## Stated task
Pull out each line of the material below that contains the string "rock", and copy the lines in the order they appear.

## Source material
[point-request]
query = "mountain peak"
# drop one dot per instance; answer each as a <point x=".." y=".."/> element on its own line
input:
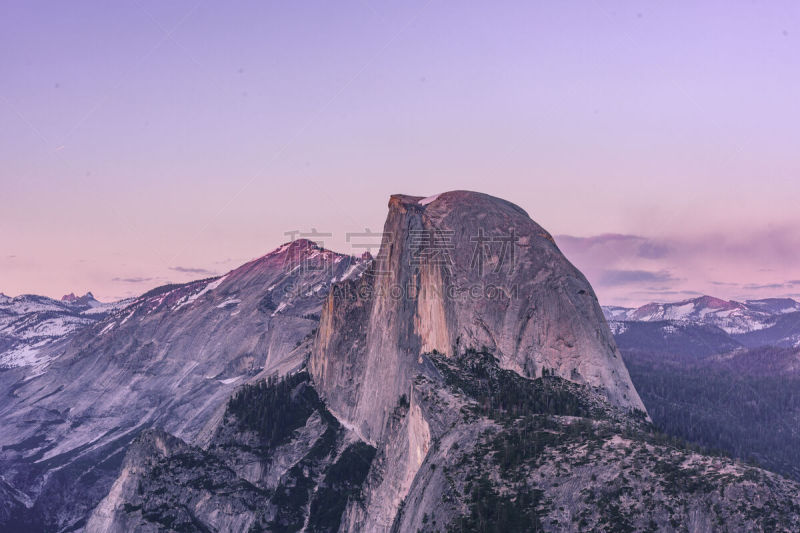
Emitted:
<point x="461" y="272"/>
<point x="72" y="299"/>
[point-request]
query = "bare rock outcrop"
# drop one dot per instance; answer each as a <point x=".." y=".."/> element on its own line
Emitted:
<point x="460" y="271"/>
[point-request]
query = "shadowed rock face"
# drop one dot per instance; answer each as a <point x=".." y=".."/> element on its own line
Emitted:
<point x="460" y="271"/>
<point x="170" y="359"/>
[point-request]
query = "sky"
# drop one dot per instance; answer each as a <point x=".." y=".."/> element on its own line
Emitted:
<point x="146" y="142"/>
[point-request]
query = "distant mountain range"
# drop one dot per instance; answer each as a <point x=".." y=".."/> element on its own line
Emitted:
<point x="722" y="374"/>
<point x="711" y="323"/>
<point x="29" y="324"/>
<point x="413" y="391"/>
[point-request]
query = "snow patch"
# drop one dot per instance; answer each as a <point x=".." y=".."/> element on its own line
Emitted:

--

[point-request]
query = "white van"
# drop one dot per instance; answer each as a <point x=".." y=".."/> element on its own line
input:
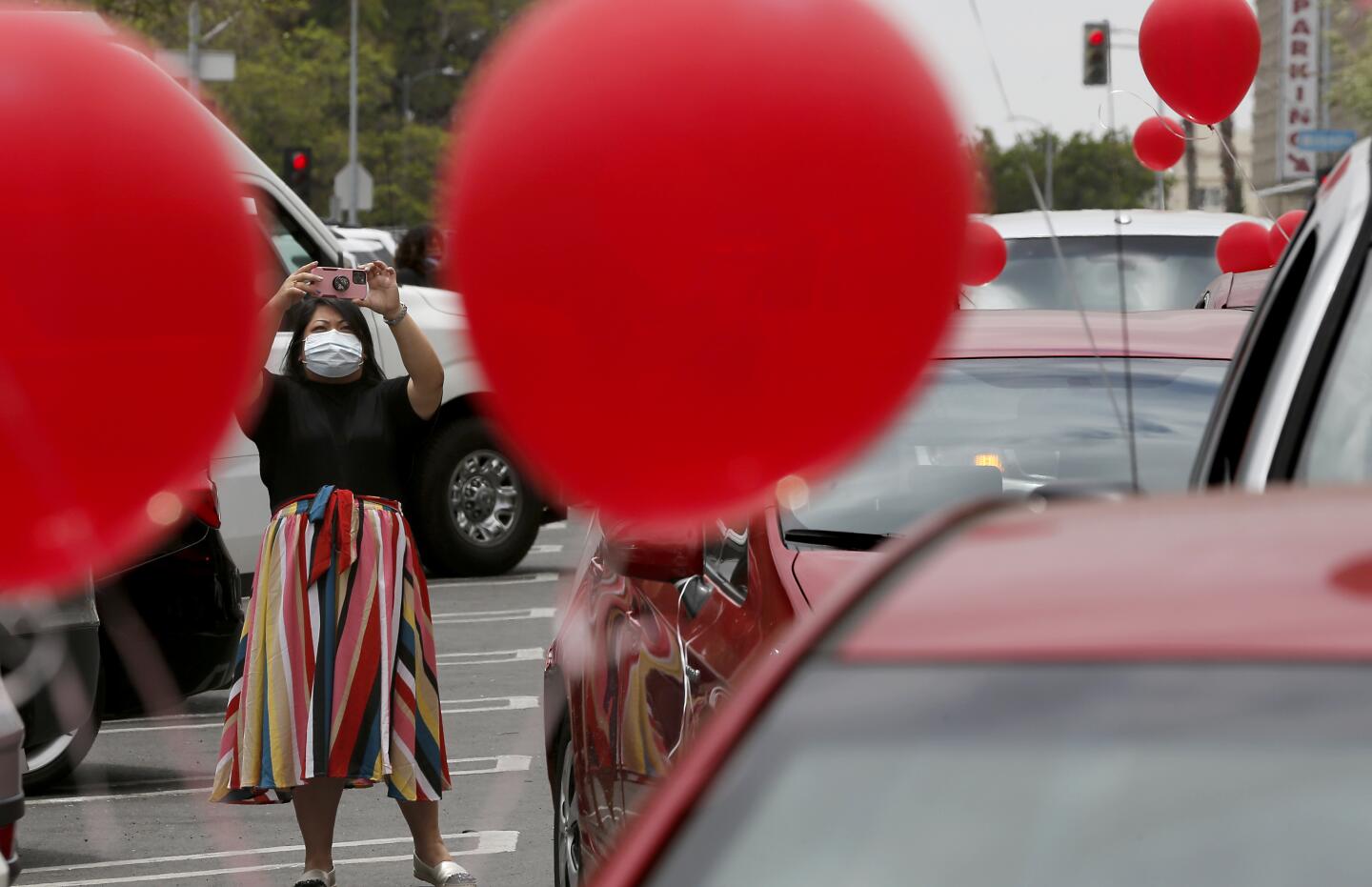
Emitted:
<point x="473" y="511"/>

## Exercise answer
query = "bare rock outcrop"
query = "shadowed rock face"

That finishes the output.